▶ Directions: Reproduce the records from the line containing "the doll's white" through the end of the records, inclusive, with the requests kept as they are and every coordinate in the answers shifted up by 141. Leave the pictures out.

** Begin Supplied material **

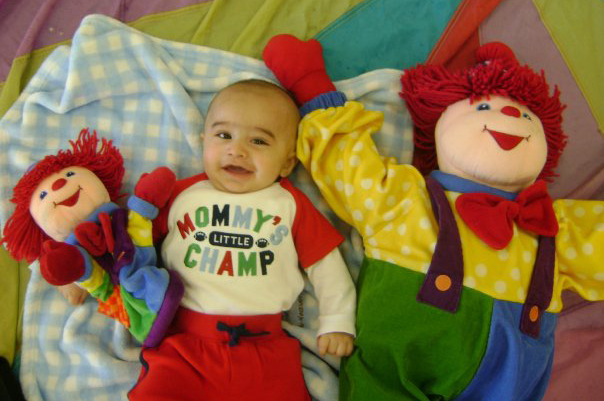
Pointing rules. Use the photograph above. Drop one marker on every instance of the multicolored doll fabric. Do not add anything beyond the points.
(449, 308)
(66, 217)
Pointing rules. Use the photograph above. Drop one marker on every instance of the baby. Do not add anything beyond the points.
(240, 235)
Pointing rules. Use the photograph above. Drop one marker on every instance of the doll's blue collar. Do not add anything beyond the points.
(462, 185)
(94, 216)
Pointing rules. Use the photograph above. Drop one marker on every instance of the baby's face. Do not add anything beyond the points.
(249, 138)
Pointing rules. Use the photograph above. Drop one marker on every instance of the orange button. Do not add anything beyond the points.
(442, 282)
(534, 314)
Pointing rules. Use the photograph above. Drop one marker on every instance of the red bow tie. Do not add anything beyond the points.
(492, 217)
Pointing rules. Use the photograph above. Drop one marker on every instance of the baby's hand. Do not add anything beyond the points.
(338, 344)
(72, 293)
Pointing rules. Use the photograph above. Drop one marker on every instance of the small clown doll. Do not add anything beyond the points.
(467, 257)
(65, 216)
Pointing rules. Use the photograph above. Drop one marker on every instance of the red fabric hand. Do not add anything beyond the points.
(492, 217)
(91, 237)
(156, 187)
(61, 263)
(298, 65)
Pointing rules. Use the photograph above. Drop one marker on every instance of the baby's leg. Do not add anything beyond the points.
(73, 293)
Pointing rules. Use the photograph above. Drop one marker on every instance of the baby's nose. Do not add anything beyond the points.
(237, 148)
(58, 184)
(511, 111)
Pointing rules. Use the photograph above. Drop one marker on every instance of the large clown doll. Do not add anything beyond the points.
(464, 266)
(67, 217)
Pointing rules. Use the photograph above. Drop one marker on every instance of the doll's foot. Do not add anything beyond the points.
(61, 263)
(156, 187)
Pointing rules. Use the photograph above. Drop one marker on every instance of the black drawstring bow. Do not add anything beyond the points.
(235, 332)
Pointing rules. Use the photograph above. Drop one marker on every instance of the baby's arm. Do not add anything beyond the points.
(337, 301)
(338, 344)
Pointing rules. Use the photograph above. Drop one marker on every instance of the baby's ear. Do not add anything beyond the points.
(289, 164)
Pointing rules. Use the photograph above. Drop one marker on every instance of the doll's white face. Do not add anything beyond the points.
(496, 141)
(64, 199)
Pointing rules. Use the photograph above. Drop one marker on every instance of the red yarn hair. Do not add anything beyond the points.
(428, 90)
(22, 235)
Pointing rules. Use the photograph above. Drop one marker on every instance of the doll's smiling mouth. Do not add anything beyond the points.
(72, 200)
(506, 141)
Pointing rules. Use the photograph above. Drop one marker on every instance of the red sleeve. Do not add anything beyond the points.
(160, 223)
(314, 236)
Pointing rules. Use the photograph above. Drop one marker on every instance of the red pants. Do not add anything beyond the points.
(196, 362)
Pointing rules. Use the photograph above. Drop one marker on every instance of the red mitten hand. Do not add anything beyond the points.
(298, 65)
(156, 187)
(61, 263)
(91, 236)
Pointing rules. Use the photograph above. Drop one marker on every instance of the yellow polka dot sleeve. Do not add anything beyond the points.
(335, 146)
(140, 229)
(580, 247)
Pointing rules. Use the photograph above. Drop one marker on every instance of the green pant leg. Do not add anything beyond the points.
(409, 350)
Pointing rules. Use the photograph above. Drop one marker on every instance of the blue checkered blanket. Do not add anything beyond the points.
(150, 97)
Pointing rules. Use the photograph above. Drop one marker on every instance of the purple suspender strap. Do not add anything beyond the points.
(541, 287)
(443, 284)
(444, 279)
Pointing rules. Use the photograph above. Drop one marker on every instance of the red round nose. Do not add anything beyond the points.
(58, 184)
(511, 111)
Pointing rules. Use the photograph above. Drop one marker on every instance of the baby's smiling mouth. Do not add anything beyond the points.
(238, 170)
(72, 200)
(506, 141)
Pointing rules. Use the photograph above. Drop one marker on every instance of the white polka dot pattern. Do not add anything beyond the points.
(384, 194)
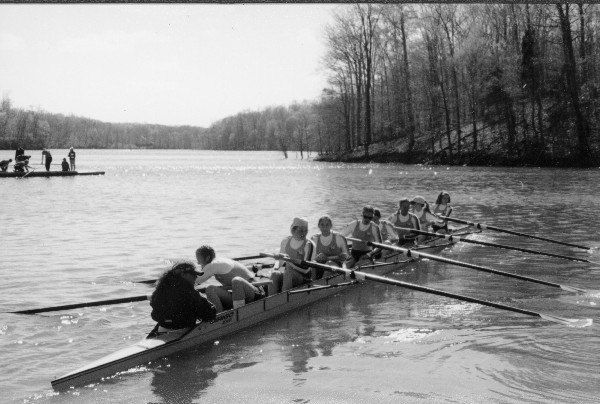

** End Supplied material **

▶ Result below:
Pointing rules. Use the photograph above. Drop one marker on every instance of the doll's white face. Do not add anything beyond the points.
(637, 282)
(205, 340)
Pointing rules. Use the photograph above. Drop one marker on every instance of the red yarn hair. Do not add anything beyond the points.
(569, 231)
(163, 376)
Pointing rules. Use the photograph above. Drop one marker on every instance of the doll's smiling mouth. Do not add anything beyond the points.
(213, 341)
(647, 282)
Pointing rules. Use the photograph above. Drop one marker on every instance of the red sleeve. Do not add anything beyond the points.
(301, 364)
(455, 377)
Pointing rules. Use the photograph above. Drop one marker on every instance of the red pants. Do not add anything beyond the points.
(337, 503)
Pointing rules. Use the photograph above. Drop one marker on every instance of the red mitten hand. Do not add anything beyond the points.
(439, 206)
(297, 328)
(202, 404)
(232, 377)
Pointing rules. Use the photograph above. Drop one marker on every instance of the yellow polka dot sleeve. Do not add anything beyond the points.
(476, 287)
(281, 370)
(721, 388)
Pointing rules. Use the photograph above. Drop one marker on every instance of the green pant leg. Do not add anything beyond the points.
(550, 491)
Pointing rules. Use the photograph above. Drop one marker on every instance of the blue checkered blanket. Do not add anything beyond the points.
(291, 238)
Pointing rules. Use the photograph above. Drop one marker on every instance of the purple suspender strap. Do not add anything beyond the points.
(682, 428)
(584, 425)
(585, 420)
Pointing rules. Use the photograph above. Drop one marker on every instance of the red round nose. Do not add anything beyond the points.
(199, 325)
(652, 252)
Pointing rules. Use the photograph above. Drop one marker on every instance of the baby's smiling mouth. Do not add anything beyond the points.
(379, 311)
(213, 341)
(647, 282)
Pointing rules. Use the photograph above. Drop one marker on every instance of the white polka dot pattern. Do not add anything beyond the points.
(525, 335)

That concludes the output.